● TEXT SECTION:
THE ENDURANCE RACER
Porsche 911 RSR (991-gen)
Porsche's mid-engined 911 RSR — the LM-GTE Pro factory car for 2017–2019.
The 991-generation Porsche 911 RSR was launched at the 2016 Los Angeles Auto Show ahead of the 2017 World Endurance Championship season, with Porsche Motorsport making the controversial decision to move the engine ahead of the rear axle — making it, technically, the first mid-engined 911. The 4.0-litre naturally-aspirated flat-six was retained but turned around 180 degrees, with output limited by Balance of Performance to around 510 hp. LEGO® 75888 models the factory white-and-red livery used for 2017 (see Brickset 75888).
The 911 RSR's headline result was a class win at the 2018 24 Hours of Le Mans (LM-GTE Pro) for Porsche GT Team — chassis #92 driven by Michael Christensen, Kévin Estre and Laurens Vanthoor. The car also took the 2017 manufacturers' GT title in the FIA World Endurance Championship and the 2018–19 'super-season' GTE manufacturers' title. After 2019 the 991 RSR was succeeded by the 992-generation 911 RSR-19.

● THE TASK:
Rewrite the 911 RSR text from "Porsche's mid-engined 911" down to "(see Brickset 75888).", swapping "naturally-aspirated" for "normally aspirated".

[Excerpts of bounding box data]
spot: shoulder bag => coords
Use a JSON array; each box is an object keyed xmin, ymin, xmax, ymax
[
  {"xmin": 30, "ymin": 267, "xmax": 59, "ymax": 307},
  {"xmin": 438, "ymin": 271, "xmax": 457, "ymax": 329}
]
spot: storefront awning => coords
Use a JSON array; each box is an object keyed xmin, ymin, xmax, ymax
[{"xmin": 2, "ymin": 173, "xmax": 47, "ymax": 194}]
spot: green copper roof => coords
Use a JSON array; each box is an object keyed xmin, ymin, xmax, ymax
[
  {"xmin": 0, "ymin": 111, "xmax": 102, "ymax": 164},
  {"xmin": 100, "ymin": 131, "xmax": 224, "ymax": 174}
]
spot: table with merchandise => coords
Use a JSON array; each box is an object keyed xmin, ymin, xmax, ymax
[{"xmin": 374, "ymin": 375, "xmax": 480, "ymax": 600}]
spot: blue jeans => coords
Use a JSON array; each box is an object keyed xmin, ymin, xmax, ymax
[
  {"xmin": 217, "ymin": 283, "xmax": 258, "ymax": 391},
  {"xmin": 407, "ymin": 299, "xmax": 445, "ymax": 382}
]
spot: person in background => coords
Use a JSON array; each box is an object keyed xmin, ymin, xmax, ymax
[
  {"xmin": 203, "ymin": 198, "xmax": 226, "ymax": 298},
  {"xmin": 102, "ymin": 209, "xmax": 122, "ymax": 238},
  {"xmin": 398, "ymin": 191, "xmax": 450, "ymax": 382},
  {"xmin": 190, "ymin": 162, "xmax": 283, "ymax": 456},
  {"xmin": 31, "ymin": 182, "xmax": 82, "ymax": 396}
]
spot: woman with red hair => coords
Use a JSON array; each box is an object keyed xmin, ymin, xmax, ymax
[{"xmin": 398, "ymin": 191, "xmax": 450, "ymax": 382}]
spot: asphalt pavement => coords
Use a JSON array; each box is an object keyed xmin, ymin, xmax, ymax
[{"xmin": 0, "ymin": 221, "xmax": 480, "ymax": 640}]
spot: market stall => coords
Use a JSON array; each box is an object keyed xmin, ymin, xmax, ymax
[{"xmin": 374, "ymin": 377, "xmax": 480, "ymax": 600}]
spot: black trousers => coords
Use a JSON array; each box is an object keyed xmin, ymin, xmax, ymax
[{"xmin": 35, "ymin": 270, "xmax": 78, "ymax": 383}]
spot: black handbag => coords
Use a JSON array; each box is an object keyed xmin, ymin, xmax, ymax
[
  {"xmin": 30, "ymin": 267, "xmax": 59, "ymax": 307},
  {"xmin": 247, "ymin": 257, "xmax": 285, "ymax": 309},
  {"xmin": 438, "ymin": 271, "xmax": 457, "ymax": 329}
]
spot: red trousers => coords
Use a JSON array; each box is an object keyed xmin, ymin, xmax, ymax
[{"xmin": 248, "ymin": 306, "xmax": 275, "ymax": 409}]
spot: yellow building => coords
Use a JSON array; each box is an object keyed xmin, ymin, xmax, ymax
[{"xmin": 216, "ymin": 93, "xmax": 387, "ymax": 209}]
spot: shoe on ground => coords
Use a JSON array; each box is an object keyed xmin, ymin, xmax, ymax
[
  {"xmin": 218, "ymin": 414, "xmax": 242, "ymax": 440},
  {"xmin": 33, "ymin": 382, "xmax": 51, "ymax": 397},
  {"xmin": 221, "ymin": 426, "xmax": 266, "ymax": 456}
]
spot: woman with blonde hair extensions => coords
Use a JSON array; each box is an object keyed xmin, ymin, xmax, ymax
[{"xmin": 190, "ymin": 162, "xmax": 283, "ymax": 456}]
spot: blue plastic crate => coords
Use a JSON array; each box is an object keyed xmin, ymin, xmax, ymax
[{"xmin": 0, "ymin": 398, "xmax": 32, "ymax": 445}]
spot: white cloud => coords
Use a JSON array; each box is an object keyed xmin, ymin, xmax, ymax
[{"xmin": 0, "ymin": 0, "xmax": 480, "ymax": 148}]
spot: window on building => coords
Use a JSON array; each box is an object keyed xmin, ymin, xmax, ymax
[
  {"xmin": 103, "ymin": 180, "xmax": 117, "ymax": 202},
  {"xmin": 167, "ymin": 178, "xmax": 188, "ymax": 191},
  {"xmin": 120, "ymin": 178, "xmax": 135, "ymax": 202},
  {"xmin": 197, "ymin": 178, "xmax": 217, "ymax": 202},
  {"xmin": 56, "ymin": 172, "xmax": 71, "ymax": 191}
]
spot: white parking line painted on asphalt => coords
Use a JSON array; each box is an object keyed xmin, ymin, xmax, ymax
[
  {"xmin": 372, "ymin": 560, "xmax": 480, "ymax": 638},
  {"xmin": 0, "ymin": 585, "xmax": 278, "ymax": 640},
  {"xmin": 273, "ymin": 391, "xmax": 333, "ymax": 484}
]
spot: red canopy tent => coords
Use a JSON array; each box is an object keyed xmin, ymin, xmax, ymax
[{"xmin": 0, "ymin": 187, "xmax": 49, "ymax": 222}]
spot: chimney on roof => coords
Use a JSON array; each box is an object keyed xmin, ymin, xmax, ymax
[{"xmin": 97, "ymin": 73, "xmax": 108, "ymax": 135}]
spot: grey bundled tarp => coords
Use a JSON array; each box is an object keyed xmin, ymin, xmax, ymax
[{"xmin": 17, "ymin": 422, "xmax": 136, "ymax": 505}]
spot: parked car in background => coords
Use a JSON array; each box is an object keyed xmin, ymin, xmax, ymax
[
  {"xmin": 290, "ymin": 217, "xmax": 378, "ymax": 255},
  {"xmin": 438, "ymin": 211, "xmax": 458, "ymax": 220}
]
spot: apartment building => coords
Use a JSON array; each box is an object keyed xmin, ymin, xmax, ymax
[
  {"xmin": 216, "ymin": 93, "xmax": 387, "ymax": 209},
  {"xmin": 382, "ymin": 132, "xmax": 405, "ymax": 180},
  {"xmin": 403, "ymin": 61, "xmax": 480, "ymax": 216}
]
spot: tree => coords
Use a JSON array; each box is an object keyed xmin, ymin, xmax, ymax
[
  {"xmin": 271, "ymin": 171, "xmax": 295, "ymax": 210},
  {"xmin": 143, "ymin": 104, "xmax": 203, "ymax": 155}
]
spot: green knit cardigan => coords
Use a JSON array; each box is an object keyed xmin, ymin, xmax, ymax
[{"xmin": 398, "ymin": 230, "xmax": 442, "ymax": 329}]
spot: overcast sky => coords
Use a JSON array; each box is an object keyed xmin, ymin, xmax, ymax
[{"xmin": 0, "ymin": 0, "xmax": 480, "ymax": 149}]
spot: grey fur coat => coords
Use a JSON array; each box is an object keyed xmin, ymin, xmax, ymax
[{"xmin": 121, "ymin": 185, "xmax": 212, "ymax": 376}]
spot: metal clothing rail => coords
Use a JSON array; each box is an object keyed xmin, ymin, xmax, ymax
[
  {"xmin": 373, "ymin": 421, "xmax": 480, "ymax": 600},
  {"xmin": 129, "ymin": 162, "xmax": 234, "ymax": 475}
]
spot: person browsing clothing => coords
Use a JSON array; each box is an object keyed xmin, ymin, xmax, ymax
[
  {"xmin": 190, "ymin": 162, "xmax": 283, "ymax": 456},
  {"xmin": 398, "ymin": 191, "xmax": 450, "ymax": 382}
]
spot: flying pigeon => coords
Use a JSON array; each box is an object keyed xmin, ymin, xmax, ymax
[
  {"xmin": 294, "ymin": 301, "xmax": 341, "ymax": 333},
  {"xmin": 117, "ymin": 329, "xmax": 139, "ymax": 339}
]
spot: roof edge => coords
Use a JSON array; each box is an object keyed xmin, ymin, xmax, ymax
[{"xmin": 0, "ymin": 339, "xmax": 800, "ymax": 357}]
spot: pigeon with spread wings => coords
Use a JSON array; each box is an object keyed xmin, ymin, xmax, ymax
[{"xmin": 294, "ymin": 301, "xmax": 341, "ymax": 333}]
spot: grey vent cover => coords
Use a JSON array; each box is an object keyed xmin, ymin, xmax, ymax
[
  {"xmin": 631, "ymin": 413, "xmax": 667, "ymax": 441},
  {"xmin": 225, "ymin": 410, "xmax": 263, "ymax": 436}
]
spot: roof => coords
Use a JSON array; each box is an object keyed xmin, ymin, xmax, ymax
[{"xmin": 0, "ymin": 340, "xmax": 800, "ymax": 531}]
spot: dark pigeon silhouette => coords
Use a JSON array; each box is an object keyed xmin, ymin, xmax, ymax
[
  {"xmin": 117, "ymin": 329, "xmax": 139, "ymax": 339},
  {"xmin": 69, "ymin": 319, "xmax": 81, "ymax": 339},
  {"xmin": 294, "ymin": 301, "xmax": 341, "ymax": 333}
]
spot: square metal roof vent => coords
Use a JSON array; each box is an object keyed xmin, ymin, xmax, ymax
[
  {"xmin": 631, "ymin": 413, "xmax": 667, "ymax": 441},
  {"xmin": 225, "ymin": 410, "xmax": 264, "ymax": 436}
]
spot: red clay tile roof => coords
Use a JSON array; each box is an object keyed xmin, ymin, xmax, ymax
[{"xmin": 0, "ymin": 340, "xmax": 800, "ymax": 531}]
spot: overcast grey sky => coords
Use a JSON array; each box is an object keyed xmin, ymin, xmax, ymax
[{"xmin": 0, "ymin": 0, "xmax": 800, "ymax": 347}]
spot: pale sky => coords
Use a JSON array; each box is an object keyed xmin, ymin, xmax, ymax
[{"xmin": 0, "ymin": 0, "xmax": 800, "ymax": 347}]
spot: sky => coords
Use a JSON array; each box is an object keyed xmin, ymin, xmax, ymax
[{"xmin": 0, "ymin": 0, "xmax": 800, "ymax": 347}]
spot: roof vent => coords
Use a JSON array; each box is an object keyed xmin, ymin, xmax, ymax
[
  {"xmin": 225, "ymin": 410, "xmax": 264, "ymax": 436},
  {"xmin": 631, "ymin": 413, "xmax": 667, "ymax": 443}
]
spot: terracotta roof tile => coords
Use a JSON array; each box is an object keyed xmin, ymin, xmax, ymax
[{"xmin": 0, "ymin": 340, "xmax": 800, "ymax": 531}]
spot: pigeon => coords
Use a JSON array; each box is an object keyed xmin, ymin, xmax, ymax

● TASK RESPONSE:
Porsche's mid-engined 911 RSR — the LM-GTE Pro factory car for 2017–2019.
The 991-generation Porsche 911 RSR was launched at the 2016 Los Angeles Auto Show ahead of the 2017 World Endurance Championship season, with Porsche Motorsport making the controversial decision to move the engine ahead of the rear axle — making it, technically, the first mid-engined 911. The 4.0-litre normally aspirated flat-six was retained but turned around 180 degrees, with output limited by Balance of Performance to around 510 hp. LEGO® 75888 models the factory white-and-red livery used for 2017 (see Brickset 75888).